The line containing "of the vinyl" and every line after it, through the last, are to be extracted exactly; no other lines belong in the answer.

> **Entries from a dataset**:
* begin *

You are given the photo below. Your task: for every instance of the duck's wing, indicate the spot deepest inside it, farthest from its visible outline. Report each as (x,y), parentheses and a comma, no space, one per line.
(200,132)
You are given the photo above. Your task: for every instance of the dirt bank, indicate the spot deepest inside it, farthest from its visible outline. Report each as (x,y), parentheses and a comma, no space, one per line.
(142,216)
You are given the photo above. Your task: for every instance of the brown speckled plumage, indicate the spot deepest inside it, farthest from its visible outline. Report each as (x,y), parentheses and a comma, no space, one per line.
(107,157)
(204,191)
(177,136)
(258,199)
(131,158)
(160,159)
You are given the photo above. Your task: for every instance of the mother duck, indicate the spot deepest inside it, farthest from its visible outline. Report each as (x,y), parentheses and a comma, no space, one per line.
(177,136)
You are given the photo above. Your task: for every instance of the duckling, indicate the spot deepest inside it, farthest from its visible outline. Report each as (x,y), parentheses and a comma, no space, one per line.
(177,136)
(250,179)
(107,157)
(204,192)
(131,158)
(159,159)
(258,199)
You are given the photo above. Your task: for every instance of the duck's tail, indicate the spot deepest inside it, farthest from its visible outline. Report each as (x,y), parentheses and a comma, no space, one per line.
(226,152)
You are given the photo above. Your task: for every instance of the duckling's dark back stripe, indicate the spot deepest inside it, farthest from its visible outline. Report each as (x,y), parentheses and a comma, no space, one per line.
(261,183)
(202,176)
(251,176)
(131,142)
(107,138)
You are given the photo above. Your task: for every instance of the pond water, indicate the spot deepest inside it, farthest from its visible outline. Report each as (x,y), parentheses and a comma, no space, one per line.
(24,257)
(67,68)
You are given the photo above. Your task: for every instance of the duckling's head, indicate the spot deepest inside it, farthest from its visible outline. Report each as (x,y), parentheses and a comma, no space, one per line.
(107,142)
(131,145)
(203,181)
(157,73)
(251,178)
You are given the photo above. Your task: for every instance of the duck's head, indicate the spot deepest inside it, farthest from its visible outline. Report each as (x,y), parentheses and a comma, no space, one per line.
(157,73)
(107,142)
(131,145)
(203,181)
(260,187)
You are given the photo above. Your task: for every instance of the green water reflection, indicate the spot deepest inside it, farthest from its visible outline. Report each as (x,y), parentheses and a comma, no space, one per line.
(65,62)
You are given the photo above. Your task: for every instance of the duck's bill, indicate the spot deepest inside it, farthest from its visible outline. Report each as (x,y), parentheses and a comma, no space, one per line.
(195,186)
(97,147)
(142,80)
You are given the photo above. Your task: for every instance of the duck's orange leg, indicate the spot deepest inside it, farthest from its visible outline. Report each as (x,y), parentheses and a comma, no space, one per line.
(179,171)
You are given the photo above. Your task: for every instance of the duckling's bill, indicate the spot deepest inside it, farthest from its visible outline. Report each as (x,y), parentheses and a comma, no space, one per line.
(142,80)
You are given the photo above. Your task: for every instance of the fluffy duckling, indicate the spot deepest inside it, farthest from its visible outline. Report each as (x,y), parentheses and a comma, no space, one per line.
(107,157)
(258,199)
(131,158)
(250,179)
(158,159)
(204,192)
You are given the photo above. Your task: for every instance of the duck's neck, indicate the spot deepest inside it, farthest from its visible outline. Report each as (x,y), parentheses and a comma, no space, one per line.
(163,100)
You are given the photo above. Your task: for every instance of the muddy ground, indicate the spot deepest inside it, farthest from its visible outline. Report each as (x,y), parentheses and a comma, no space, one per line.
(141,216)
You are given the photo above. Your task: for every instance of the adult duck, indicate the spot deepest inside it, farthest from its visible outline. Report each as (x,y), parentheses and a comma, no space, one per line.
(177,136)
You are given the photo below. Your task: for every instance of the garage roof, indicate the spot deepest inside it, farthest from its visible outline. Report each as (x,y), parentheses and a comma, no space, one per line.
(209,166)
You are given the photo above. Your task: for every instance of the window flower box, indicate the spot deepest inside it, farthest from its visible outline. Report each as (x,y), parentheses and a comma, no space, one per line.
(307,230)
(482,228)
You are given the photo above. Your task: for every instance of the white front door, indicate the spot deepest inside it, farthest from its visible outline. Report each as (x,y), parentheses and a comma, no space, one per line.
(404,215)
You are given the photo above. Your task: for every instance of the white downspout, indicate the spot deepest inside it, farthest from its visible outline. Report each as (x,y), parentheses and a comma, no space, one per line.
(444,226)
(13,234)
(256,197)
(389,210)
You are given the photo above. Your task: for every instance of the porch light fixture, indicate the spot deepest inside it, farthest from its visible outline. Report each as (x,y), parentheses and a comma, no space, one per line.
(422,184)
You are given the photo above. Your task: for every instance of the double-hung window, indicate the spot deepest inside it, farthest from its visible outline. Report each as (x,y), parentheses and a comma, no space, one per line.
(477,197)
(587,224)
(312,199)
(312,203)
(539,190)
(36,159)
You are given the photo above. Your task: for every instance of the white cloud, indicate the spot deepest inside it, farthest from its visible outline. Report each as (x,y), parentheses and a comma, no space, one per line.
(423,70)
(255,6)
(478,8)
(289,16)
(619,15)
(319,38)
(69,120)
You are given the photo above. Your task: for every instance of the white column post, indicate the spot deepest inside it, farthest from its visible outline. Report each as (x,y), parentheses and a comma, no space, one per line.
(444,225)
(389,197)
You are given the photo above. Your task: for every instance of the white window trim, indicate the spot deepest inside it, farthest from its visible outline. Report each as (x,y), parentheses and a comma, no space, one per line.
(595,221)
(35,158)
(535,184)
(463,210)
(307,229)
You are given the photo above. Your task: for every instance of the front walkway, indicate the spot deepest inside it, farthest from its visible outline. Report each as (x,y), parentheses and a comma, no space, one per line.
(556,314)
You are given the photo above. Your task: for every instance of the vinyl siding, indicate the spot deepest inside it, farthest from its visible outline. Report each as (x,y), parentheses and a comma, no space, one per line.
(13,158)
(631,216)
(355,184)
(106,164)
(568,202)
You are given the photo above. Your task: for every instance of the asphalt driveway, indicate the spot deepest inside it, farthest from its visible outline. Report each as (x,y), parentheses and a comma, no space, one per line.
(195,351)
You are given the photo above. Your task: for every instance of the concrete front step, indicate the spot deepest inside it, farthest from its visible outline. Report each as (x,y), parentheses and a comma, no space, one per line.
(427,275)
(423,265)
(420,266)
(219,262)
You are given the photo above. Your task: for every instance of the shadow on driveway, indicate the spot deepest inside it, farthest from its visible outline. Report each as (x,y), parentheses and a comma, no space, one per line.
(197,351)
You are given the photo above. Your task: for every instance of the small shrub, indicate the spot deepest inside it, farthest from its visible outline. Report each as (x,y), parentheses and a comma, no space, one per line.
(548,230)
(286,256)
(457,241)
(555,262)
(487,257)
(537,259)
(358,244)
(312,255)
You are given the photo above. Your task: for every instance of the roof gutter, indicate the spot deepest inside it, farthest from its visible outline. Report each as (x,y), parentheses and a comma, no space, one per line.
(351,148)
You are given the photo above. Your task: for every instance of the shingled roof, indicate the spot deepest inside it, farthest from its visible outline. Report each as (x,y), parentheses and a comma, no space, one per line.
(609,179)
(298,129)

* end *

> **ANSWER FOR THE TASK**:
You are given the photo above. Your task: for every instance of the vinyl siding, indicate the spot deepest inside it, farthest from its visible outline. Report each as (x,y), parentheses and a comma, no space, one per line.
(13,158)
(631,216)
(355,184)
(106,164)
(568,202)
You are given the photo above. Your task: for every instance of the asphalt driveway, indicate the spot deepest inside it, farthest from its visible outline. Report each as (x,y), parentheses and a comma, no space, one per line.
(195,351)
You are given the photo above. Your task: for every instance of the concrete front step, indicate the spot deepest inside it, farthest from its visible outline. Report each as (x,y), parentheses and a comma, no space, one per line.
(427,275)
(423,265)
(420,266)
(219,262)
You are given the photo above. Your task: for every instance of the shadow on driveway, indicate the spot deepest inside it, farthest from its visible outline. Report each as (x,y), parentheses and a comma, no space, one per line.
(197,351)
You are given the photo above. Your task: for every instance of the small shrub, indicate the spot deepest inside it, farthest from its visible outline. Report each as (x,y), parentheses and a comma, no space, one per line.
(548,230)
(286,256)
(457,241)
(555,262)
(487,257)
(537,259)
(358,244)
(312,255)
You are given the photo above. Your task: for every instance of the roof gutter, indicate the spot deepest inside it, farthest from its visible outline. Report each as (x,y), parentheses and a comma, no space, one per line.
(351,148)
You are given the photo above. Your task: for every instance of the shingled roof, indicate the spot deepest inside it, farthest from its visible outline. Report each as (x,y), parentheses and a comma, no space, one per line.
(609,179)
(298,129)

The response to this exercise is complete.